◆ WHAT NEEDS TO BE DONE
Render the lines below, from the first line through the line containing "xmin=218 ymin=79 xmax=243 ymax=103", as a Markdown table with the columns "No." and "Line", numbering each row and omitting blank lines. Leave the pictures out.

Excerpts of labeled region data

+ + +

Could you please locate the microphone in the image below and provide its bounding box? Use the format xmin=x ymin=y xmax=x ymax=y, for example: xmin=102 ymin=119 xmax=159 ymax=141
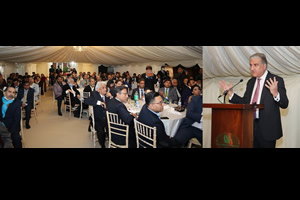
xmin=218 ymin=79 xmax=243 ymax=103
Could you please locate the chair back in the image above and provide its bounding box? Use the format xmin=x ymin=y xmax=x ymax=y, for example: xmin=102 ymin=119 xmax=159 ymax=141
xmin=106 ymin=112 xmax=129 ymax=148
xmin=134 ymin=119 xmax=157 ymax=148
xmin=83 ymin=92 xmax=91 ymax=99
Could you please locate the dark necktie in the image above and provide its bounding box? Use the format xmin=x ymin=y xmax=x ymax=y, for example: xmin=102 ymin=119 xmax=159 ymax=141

+ + +

◆ REPLY
| No. | Line |
|---|---|
| 1 | Could you please locate the microphone in the image below and provide its bounding box? Use the format xmin=x ymin=y xmax=x ymax=y, for example: xmin=102 ymin=119 xmax=159 ymax=141 |
| 2 | xmin=218 ymin=79 xmax=243 ymax=103 |